++++ MATERIAL PROVIDED
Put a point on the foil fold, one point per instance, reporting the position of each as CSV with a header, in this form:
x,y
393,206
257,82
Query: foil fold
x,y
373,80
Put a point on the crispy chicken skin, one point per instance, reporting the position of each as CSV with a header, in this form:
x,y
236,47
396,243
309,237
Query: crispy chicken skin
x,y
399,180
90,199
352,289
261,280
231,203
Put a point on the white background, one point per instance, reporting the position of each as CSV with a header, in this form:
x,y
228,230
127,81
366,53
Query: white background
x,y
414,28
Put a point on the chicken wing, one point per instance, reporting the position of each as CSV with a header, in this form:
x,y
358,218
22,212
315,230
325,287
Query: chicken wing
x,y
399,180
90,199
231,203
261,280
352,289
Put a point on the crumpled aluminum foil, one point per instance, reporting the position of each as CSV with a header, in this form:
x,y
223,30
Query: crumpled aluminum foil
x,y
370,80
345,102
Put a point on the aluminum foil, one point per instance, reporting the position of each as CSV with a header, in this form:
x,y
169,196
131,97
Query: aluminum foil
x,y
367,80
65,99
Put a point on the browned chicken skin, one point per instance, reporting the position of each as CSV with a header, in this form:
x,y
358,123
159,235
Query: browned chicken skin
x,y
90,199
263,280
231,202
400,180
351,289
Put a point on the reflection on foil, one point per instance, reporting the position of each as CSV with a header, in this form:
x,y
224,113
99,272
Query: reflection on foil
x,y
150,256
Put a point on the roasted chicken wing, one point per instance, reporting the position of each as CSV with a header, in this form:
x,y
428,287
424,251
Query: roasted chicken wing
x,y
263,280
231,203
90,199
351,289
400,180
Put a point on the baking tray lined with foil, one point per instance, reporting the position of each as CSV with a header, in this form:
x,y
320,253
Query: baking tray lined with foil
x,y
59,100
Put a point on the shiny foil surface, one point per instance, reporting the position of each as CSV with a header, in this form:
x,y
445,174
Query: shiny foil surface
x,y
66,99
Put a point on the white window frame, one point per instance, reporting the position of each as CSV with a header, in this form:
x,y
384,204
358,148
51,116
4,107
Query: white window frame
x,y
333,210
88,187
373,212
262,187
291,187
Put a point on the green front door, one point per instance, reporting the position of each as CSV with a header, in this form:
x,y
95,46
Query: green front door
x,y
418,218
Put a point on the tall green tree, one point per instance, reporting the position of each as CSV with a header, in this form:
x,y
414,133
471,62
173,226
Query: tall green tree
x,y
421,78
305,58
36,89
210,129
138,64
++++++++
### YOUR ASSIGNMENT
Write the listing out again, matching every line exactly.

### TASK RESULT
Put a point on the foil fold, one point per instance, reporting the position of each as CSV with a header, in this form:
x,y
393,206
257,82
Query: foil fold
x,y
373,80
Put a point on the crispy chicken skin, one point per instance, reporting the position of each as CSV with a header, in this form:
x,y
236,47
396,243
309,237
Query: crispy chicken skin
x,y
399,180
90,199
352,289
261,280
231,203
Put a point on the white background, one point per instance, reporting the position of each as CSV with a header, in this form:
x,y
228,230
127,81
366,53
Query: white background
x,y
414,28
Put a point on the chicken wing, one point per instance, reporting the position of each as CSV with a header, in this form:
x,y
358,218
22,212
315,230
325,287
Query: chicken wing
x,y
399,180
90,199
231,203
261,280
352,289
Put a point on the crumpled aluminum foil, one point per instance, reporting the position of each as CSV with a header, in this form:
x,y
223,30
Query: crumpled aluminum foil
x,y
370,80
345,102
Put a point on the aluminum foil, one point per instance, reporting the position of each as CSV with a header, in this form:
x,y
169,196
131,97
Query: aluminum foil
x,y
367,80
65,99
Put a point on the browned chicken skin, one point per instance, reporting the position of each as CSV with a header, in this form:
x,y
358,123
159,235
Query: browned chicken skin
x,y
90,199
263,280
231,202
400,180
351,289
Put a point on the reflection on foil, one point per instance, reporting the position of each as CSV with a header, in this form:
x,y
224,113
99,272
Query: reflection on foil
x,y
150,256
Put a point on the roasted chicken wing, one point per instance, reporting the position of each as CSV with a header, in this form:
x,y
428,287
424,251
Query: roasted chicken wing
x,y
263,280
231,203
90,199
351,289
400,180
Put a point on the baking tray lined with foil, one point per instance, reporting the position of each as CSV with a header, in this form:
x,y
320,253
Query: baking tray lined with foil
x,y
59,100
Put a point on the shiny foil surface, one point per instance, reporting the position of each as CSV with a header, in this form:
x,y
445,174
Query: shiny foil surface
x,y
66,99
Put a point on the white window frame, one point per instance, reporting the position of each as CSV with a header, in this form:
x,y
384,204
358,148
51,116
4,107
Query: white window frame
x,y
333,210
88,187
373,212
262,187
291,187
Put a point on the green front door, one point per instance, reporting the position of each as CSV with a header, in this form:
x,y
95,46
Query: green front door
x,y
418,218
Put a point on the tall green tree, one point per instance, reporting the position of each as CSV with a header, in this form:
x,y
414,133
471,62
173,226
Query: tall green tree
x,y
421,78
305,58
36,89
210,129
138,64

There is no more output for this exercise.